Задание 1 ▸
Согласуются ли с текстом о лангобардских крестах утверждения (а) «личины вырезались ножницами из золотой фольги», (б) «на „Кресте Гизульфа“ изображён бородатый персонаж» и (в) «христианская миссия к лангобардам началась в 612 г. из монастыря Боббио»? Ответьте на каждое «да» или «нет» и приведите решающие слова текста дословно.
Задание 2 ▸
За что, согласно тексту о лангобардских крестах, В. Менгин ошибочно принял головки животных в центре «Креста из Милана»?

Текст для чтения ▸
***
Впервые мужские личины появляются на крестах в Северной Италии в VII в.н.э. Они вырезались ножницами из золотой фольги и нашивались на погребальную одежду или на головные покрыла умерших лангобардских аристократов. Если в раннем VII в. изображался четырехкратно повторенный (отштампованный на костяной или иной матрице) безбородый персонаж анфас (так называемый «Крест Гизульфа» из погребения в церкви на Пьяцца Паоло Диаконо в Цивидале), то в VIII в. известны изображения бородатого мужчины («Крест из Милана», рис. 1:1). Оба эти изобразительные типы объединены тем, что мужчина представлен длинноволосым, с полуоткрытым, «вещающим» ртом, его личина повторена четырежды и нижней своей частью всегда ориентирована на центр креста. Эти предметы наряду с другими крестами из золотой фольги, несущими оттиски монет, «варварских» брактеатов, плетеного орнамента, украшенные псевдожемчужным орнаментом, справедливо считаются оберегами, сочетающими древнегерманские языческие (изображения) и романо-византийские, т.е. — христианские (форма креста) традиции (Menghin, 1985, S. 177). Появление лангобардских крестов, являющихся, в сущности, универсальными (прежде всего — интерконфессиональными) оберегами является результатом реакции германского язычества на начало в 612 г. из альпийского монастыря Боббио ортодоксальной христианский миссии к лангобардам. Являясь внешне признаком правоверного почитателя Христа, нашитый на одежду в соответствии с традициями эпохи Каролингов золотой крест при ближайшем рассмотрении оказывается наполненным языческой символикой. В частности, четырежды повторенный образ Царя Богов Вотана, согласно своему раннему канону (Кулаков, 1995, с. 66-68), представленного в обрамлении кабаньих голов (рис. 1: 1А), лишь только издалека напоминает лики евангелистов, характерные, по мнению С.С.Ширинского, для иконографии христианских крестов VI-VII вв. Более того, мистическая сила лангобардских крестов усиливалась изображениями, сопут-ствовавшими ликам Владыки Валгаллы. Так, в центре «Креста из Милана» (рис. 1:1) представлены крестообразно расположенные головки животных, ошибочно принятые В.Менгином за человеческие личины (Menghin, 1985, Taf. 40). Композиционно и типологически сходны с лангобардекими изображе¬ниями головки животных на «звериноголовых» фибулах видивариев второй половины V в. н.э.
***
Сохранённые записи
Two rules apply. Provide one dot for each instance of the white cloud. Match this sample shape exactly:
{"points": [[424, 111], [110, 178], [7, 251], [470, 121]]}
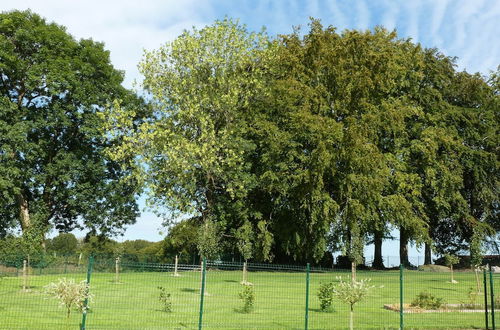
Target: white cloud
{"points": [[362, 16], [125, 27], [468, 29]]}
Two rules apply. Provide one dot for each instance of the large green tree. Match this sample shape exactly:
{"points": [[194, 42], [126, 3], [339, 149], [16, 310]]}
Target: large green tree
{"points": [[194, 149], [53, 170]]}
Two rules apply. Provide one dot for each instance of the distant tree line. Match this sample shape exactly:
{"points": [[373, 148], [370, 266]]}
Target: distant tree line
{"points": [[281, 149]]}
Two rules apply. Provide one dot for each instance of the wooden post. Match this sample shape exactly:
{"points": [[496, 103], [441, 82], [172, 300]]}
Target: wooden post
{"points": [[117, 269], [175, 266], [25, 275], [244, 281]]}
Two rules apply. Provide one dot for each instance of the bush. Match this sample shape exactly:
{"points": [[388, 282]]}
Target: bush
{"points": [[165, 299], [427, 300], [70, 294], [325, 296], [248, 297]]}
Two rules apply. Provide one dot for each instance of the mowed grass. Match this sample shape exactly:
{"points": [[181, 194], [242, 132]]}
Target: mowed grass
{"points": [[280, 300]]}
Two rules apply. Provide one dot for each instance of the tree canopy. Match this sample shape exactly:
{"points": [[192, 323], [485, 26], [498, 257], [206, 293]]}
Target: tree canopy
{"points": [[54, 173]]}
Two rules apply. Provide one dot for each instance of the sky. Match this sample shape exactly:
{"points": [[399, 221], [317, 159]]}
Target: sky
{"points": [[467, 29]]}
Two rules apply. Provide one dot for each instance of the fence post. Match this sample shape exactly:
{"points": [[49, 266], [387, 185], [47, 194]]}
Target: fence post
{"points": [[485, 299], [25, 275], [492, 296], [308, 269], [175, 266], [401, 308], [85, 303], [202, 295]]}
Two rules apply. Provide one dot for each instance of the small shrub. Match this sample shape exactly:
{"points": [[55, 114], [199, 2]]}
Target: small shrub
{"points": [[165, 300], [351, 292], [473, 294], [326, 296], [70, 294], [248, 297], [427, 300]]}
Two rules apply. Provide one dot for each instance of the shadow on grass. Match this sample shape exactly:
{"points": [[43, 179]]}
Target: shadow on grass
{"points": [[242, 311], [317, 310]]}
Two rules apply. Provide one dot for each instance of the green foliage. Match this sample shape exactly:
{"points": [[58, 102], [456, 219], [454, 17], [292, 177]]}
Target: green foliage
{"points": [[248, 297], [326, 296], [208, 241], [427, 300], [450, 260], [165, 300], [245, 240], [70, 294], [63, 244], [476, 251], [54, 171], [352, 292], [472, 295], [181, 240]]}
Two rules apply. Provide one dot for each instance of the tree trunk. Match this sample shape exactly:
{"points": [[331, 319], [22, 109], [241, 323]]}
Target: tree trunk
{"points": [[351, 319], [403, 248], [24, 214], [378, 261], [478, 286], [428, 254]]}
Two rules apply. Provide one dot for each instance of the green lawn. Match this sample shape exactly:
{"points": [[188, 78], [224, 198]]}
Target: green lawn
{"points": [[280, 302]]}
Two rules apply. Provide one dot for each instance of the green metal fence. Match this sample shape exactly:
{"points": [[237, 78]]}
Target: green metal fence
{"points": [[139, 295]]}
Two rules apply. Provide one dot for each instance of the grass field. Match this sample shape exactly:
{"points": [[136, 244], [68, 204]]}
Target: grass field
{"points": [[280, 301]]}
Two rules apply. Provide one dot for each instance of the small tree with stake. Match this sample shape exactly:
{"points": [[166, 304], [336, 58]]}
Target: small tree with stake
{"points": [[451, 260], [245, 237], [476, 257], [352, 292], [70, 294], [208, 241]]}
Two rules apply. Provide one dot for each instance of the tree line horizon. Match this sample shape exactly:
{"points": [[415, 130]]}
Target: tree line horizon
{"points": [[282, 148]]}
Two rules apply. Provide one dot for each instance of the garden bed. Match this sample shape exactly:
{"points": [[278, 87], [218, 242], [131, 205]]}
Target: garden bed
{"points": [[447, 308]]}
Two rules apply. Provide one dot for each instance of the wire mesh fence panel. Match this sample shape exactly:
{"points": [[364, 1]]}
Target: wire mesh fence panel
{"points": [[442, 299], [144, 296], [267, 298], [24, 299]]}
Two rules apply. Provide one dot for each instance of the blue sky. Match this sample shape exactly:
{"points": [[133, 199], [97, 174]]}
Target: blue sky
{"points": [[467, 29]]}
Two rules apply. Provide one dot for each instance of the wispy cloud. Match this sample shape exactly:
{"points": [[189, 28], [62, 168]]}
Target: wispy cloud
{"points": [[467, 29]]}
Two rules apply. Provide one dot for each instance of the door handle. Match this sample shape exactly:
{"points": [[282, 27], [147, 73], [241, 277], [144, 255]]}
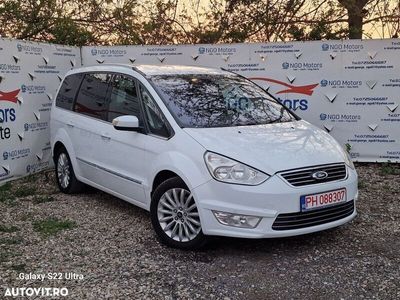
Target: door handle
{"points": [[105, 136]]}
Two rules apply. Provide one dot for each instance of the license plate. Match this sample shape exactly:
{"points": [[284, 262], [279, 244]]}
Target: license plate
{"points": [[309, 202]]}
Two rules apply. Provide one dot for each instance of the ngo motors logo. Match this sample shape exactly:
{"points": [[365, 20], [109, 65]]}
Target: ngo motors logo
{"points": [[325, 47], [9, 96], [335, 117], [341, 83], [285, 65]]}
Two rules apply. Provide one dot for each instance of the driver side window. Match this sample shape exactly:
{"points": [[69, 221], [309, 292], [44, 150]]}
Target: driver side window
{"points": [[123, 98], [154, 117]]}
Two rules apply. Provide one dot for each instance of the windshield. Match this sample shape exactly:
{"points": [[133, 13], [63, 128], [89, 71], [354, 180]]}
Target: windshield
***
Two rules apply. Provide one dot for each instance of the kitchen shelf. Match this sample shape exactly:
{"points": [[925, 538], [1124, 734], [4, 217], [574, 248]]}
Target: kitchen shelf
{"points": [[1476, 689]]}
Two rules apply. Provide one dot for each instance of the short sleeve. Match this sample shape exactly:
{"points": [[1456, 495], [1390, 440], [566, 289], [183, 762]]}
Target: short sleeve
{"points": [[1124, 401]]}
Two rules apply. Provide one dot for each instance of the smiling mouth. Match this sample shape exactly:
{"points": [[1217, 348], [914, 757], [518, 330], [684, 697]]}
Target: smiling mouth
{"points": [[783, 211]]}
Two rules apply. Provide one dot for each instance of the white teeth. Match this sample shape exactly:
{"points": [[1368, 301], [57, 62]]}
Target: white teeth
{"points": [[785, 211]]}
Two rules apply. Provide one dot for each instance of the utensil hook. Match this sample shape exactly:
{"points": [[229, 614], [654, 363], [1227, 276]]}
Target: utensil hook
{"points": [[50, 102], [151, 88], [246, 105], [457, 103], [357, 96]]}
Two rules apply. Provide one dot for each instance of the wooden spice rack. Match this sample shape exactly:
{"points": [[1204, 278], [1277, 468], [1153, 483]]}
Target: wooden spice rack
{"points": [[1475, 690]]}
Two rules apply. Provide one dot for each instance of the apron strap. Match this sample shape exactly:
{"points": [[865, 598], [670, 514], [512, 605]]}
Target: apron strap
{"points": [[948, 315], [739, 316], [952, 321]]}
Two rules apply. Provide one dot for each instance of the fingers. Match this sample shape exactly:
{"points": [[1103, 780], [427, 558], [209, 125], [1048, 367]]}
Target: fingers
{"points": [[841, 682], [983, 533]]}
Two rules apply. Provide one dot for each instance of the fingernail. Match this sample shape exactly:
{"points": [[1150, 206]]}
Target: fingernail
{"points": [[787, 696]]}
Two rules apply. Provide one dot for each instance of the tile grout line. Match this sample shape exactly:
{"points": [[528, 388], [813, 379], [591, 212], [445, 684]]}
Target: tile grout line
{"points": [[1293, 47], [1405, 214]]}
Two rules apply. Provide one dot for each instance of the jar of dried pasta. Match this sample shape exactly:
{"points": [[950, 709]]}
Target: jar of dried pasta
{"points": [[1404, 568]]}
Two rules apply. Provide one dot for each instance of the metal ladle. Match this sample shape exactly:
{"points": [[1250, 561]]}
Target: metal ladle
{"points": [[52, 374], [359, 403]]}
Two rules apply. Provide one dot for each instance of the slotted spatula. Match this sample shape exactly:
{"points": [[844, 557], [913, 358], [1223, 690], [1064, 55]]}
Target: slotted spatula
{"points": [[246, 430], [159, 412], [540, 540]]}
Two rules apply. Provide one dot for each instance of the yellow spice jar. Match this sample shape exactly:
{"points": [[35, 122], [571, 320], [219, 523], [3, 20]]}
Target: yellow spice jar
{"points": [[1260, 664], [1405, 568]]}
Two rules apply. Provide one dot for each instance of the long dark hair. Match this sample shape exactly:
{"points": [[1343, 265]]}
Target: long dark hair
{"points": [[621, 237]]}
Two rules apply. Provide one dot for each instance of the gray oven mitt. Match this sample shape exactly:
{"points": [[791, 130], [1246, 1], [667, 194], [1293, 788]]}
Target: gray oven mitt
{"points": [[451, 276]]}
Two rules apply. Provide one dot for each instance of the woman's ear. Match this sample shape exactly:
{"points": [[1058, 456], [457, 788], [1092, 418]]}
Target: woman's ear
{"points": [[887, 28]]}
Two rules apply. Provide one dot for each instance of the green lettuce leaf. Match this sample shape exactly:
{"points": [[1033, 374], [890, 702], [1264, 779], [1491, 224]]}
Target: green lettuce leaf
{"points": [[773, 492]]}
***
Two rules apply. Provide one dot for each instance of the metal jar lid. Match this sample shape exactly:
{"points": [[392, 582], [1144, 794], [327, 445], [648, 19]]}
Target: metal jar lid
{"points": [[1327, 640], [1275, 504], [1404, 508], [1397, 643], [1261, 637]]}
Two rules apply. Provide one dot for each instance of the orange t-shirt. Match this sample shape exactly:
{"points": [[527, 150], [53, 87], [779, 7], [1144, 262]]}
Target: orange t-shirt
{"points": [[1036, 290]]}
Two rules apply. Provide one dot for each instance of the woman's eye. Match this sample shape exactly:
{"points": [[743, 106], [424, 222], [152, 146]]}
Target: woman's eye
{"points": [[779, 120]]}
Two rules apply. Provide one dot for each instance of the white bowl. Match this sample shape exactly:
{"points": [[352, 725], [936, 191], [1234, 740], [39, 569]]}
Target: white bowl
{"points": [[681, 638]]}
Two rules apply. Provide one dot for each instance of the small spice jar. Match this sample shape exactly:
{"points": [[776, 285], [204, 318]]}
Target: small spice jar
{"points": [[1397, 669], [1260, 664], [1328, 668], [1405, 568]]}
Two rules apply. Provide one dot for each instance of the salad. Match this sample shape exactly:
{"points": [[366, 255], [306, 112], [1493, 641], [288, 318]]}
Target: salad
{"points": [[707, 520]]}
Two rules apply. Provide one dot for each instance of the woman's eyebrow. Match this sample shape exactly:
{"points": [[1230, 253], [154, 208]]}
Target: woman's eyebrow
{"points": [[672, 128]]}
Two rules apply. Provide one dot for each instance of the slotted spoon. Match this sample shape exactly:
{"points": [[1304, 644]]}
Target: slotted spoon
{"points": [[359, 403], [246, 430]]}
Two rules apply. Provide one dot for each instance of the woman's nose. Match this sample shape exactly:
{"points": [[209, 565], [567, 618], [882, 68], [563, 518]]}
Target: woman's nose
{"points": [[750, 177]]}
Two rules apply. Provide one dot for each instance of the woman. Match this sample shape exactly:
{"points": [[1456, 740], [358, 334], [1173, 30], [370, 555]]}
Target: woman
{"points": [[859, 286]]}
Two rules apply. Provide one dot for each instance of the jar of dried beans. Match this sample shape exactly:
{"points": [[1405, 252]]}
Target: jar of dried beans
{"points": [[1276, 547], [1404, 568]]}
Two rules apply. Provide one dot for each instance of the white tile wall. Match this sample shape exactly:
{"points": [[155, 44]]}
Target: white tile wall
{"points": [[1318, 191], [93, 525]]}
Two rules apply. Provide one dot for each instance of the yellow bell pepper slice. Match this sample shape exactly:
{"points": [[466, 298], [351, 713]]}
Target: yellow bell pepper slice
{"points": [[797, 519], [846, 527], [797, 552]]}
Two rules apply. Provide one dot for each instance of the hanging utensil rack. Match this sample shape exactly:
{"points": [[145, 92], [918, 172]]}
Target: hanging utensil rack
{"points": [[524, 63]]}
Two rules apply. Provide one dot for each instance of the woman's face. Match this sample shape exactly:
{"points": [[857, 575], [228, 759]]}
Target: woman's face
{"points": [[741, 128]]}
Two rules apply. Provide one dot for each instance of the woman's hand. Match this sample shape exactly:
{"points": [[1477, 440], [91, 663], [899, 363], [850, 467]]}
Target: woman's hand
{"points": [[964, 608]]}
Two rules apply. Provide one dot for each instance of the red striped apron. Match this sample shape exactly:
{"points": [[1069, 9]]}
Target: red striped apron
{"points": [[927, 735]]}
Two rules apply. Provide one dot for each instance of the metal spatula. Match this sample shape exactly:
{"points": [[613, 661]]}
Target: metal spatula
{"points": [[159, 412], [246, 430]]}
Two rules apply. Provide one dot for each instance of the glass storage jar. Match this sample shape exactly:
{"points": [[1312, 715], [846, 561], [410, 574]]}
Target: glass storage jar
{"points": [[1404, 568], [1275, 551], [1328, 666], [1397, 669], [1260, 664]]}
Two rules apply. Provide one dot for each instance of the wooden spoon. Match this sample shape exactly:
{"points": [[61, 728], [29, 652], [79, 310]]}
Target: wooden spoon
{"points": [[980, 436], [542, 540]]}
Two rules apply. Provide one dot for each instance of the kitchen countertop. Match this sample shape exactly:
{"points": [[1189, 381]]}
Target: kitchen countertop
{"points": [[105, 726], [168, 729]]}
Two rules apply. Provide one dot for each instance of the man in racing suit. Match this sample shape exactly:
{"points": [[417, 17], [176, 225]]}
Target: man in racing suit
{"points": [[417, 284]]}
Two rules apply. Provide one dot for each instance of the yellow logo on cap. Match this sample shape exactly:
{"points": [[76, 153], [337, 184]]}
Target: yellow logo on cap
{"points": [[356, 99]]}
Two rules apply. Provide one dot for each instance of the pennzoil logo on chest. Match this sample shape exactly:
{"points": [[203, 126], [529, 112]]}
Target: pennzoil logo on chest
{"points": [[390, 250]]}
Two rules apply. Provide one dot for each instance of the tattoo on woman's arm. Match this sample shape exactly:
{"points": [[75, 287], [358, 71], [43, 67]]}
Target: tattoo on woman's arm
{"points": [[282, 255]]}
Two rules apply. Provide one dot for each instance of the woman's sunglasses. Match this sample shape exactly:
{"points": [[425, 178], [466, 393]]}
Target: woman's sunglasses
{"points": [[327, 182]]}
***
Результат задания 1 ▸
(а) Да: «Они вырезались ножницами из золотой фольги».
(б) Нет: «изображался четырехкратно повторенный (отштампованный на костяной или иной матрице) безбородый персонаж анфас (так называемый «Крест Гизульфа»».
(в) Да: «начало в 612 г. из альпийского монастыря Боббио».

Результат задания 2 ▸
За человеческие личины.